> _Aim_:
Continue the piece on cellular phone coverage and capacity in Canada, picking up right after its last sentence.

> _Excerpt provided_:
But if cellular is fundamentally altering the way we live and work, can cellular meet the expectations?

In Canada alone we predict over 1 million cellular phones by the end of 1993. Does the capacity exist to truly influence our future?


Cellular was designed to provide high quality and high availability mobile service. This comes at a price. Cell sites are expensive. If one includes the associated linkage costs through microwave or fibre, cell sites in Canadian dollars may range from $350,000 to $750,000.

Despite this the demand for coverage grows. Cellular is no longer an urban system.

For example, when Cantel completes its current build program we will cover approximately 87% of the population of Canada. Corridors are already a normal part of cellular development in Canada. With the continuous coverage that already exists from Windsor through to Halifax nearly half the country is capable of supporting a non stop phone conversation. Cantel is committed to providing coast to coast coverage in the next several years.

The constraining factor to cellular is not going to be capital although these systems are expensive. The limiting factor will be spectrum availability.

Cellular developed to make better use of the available spectrum but even today there are severe limitations on the service capability in Major Metropolitan Areas such as New York or Los Angeles. The technology is continuing to develop with the increasing cell splitting to create what are now referred to as microcells. In Toronto, for example, many of our cell sites are less than a kilometre in radius.

It is assumed that the conversion to digital which will take place in 1992 will be the answer. No question it will help but it may not be an easy answer to implement in the short run.

It will not be simple to convert users from their analogue system. Unlike the United Kingdom we have no parallel spectrum for digital and therefore the conversion must be gentle, i.e. by gradually replacing analogue radios with digital radios.

The phones themselves will have to be dual mode and this could mean that they will be heavier and possibly more costly. Customers will have little incentive to convert when they see little advantage. It will be interesting to see what incentives need to be provided to convert the customers so that the capacity potential of digital is realized.

However, this is not a pessimistic outlook. Rather it is one of timing. With the volume of new digital phones that will of course be sold, the size and cost will again fall dramatically. I would predict that the cost of digital cellular phones will move into the range predicted for the so called PCN phones. With its wide area coverage digital cellular will clearly be the system of preference for this decade.


In many of our major markets nearly half the phones we sell are now able to operate on batteries away from a vehicle. The portables or transportables will remove at last the idea that one calls a place rather than a person. A vehicle is still a place albeit a movable place.

Already the portable phones are the size that will fit easily in a pocket or purse. This is a change from the so called “bag’ phone of even a year or so ago that was essentially designed for a briefcase.


This is not an oxymoron. There is a considerable market for over the air fixed cellular service. In fact in developing countries this may be the fastest way to revitalize an inadequate phone network. There is already a market for this in cottage country in Canada.

> _Available data_:
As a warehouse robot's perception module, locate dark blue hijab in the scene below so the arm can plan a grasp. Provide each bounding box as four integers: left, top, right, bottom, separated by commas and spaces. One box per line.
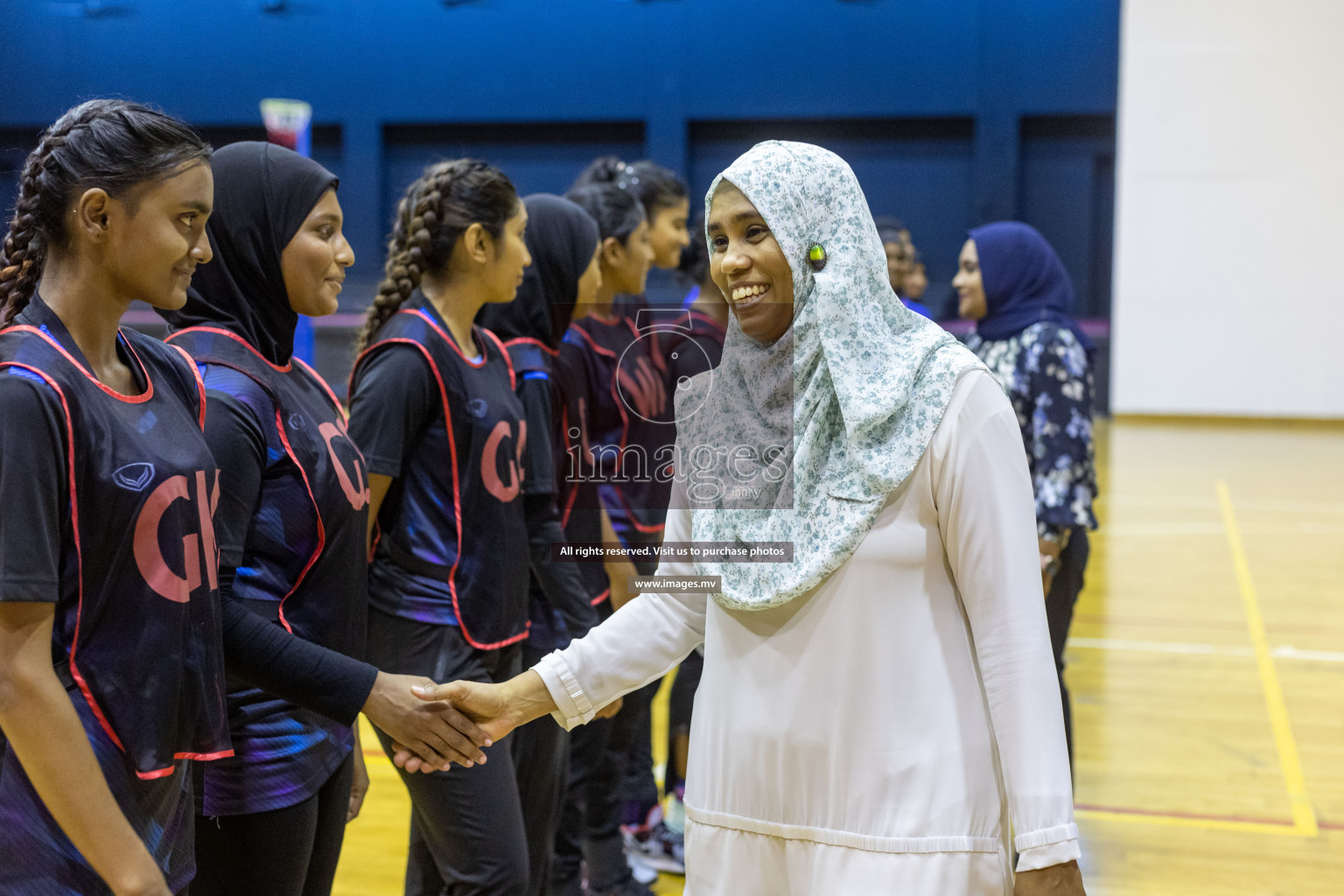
970, 220, 1093, 351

> _Output of the exercise_:
The implication of this is that cellular is a local loop substitute. Given the declining costs of servicing a customer with digital cellular, the cost in many cases may be less than hard wiring a location. I am sure that the implications are not lost on the wireline telephone companies.


What a cellular company really has is a vast network. In Cantel’s case we own or operate our own microwave and fibre system connecting well over 400 cell sites across the country. It only makes sense then to expand the use of the cellular network for other applications. Data over cellular is already common by linking PC’s to the network. Mobile fax is a boon to what we call the Mobile Office.

It only makes sense then to add a national paging operation to this national cellular network and indeed this is already underway in Cantel’s case. With the advent of wristwatch pagers and other advanced devices, I predict that paging will have a healthy future.

However, cellular is not the answer for all applications. Cantel has been authorised to use different frequencies for an over the air, digital packet switched network based on the Mobitex technology. This is an open protocol system optimized for data although it can handle voice. Cellular is of course optimized for voice although it can handle data but in a less cost effective form.


Obviously there are areas in which it will never be feasible to put the relatively expensive cell sites. To serve certain types of applications and the 15 or so percent of the population of Canada we can not serve with cellular, we are a small investor in the Canadian mobile satellite project known as MSAT. Although this will not be in operation until the mid 90’s, we see considerable future for this type of technology.

We are particularly excited about the plans by Motorola to implement a low orbit satellite network with direct communications to small hand held units. We do not view this as a competitor to cellular as it is doubtful if any satellite based system will provide adequate or cost effective coverage in urban areas with the shadowing problems of buildings. However, it could be an excellent means of covering a great deal of geography thereby conserving the cellular frequencies for applications requiring high voice quality, i.e. of the quality that would be produced by being close to a digital cell site.

We are also intrigued by the possibilities of the use of such satellites for air phone operations.


While Cantel is actively involved in testing a variety of PCN-like devices for the Canadian market, it remains difficult to see why in the long run such technology could not better be handled by digital cellular. We are already installing microcells to serve only the floor of a building. Even on the street we will shortly be installing cell sites of only a few hundred metres radius. Digital or not such technological evolution is essential to cellular.

This does not mean that the cellular standards can stand still. Nor does it mean there may not be a market for cordless telephones of various capabilities. In fact, we are convinced that there is such a market and are actively pursuing it.

However, ultimately we must think of the consumer. The user is not going to be satisfied carrying around a pager, a PCN-like device for use in the office, a cellular phone for use when in motion, an air phone when in an aeroplane, etc. The convergence of mobile technology into a Universal Mobile Telecommunications System (UMTS) is what the consumer will demand. This is what RACE in Europe and Vision 2000 in Canada are pushing toward. The consumer will simply insist on having just a single device that is sufficiently frequency agile to be able to be used at home, in the office, in a moving vehicle or in the air.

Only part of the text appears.